● **Exercise instructions**
Copy exactly the stretch of data below from the line with "Category: palm tree" through the line with "Category: car windshield", including both of those lines.

[Start of Attachment]

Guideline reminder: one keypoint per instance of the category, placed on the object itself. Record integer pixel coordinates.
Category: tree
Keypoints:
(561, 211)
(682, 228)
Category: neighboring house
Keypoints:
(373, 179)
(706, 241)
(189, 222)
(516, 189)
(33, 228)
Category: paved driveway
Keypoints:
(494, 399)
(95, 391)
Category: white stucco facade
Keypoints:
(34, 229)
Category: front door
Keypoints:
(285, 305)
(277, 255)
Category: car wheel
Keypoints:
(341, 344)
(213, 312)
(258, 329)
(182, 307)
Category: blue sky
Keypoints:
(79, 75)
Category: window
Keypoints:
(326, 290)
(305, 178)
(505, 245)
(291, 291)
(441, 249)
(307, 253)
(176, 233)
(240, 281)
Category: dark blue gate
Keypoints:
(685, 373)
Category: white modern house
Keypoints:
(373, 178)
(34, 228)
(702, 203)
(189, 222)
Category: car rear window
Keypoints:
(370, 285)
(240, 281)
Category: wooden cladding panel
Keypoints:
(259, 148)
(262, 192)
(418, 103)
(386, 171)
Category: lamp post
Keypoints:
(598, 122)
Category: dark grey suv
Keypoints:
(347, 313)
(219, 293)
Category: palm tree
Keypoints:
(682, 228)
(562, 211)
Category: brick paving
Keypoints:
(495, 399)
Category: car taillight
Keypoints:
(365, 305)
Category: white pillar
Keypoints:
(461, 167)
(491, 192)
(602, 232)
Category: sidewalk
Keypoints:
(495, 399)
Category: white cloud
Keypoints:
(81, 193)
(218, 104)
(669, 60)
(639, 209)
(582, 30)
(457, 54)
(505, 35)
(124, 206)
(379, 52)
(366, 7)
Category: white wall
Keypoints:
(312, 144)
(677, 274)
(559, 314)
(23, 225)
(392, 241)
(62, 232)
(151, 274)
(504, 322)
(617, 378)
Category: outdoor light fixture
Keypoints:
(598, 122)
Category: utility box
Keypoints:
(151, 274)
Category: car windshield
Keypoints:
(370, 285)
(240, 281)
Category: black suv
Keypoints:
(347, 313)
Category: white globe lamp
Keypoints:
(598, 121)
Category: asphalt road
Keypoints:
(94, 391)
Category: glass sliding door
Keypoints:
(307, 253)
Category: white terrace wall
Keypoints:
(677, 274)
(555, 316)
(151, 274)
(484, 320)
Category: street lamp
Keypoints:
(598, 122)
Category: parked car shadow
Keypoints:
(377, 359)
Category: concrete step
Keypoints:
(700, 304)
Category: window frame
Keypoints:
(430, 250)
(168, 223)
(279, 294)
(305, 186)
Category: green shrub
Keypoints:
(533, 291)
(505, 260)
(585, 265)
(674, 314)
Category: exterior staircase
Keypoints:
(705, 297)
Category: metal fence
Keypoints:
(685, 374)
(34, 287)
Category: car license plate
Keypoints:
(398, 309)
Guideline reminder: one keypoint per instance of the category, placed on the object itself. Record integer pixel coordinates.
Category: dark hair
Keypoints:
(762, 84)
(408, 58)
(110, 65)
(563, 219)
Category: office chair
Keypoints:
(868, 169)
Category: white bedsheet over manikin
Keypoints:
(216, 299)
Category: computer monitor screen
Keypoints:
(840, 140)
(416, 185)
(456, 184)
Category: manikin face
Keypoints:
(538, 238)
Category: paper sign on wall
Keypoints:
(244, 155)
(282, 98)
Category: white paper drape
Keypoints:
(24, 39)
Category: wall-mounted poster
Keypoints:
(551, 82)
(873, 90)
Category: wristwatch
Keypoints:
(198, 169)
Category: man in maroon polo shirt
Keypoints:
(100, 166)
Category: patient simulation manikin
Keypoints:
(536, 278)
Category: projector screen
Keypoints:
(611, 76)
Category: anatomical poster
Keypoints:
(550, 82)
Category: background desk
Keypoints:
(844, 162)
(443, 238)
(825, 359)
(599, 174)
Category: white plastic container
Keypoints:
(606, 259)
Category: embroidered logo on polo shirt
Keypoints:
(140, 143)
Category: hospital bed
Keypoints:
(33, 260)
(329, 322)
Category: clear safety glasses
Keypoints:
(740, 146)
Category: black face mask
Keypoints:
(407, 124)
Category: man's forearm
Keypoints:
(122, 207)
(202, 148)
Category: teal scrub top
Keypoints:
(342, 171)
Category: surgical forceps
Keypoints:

[End of Attachment]

● **Output below**
Category: palm tree
Keypoints:
(682, 228)
(562, 211)
Category: brick paving
Keypoints:
(495, 399)
Category: car taillight
Keypoints:
(365, 305)
Category: white pillar
Keypoints:
(461, 167)
(491, 192)
(602, 232)
Category: sidewalk
Keypoints:
(495, 399)
Category: white cloud
Keypoints:
(81, 193)
(218, 104)
(669, 60)
(639, 209)
(582, 30)
(457, 54)
(505, 35)
(124, 206)
(379, 52)
(366, 7)
Category: white wall
Keypoints:
(312, 144)
(677, 274)
(559, 314)
(23, 225)
(392, 241)
(62, 232)
(151, 274)
(504, 322)
(617, 378)
Category: outdoor light fixture
Keypoints:
(598, 122)
Category: utility box
Keypoints:
(151, 274)
Category: car windshield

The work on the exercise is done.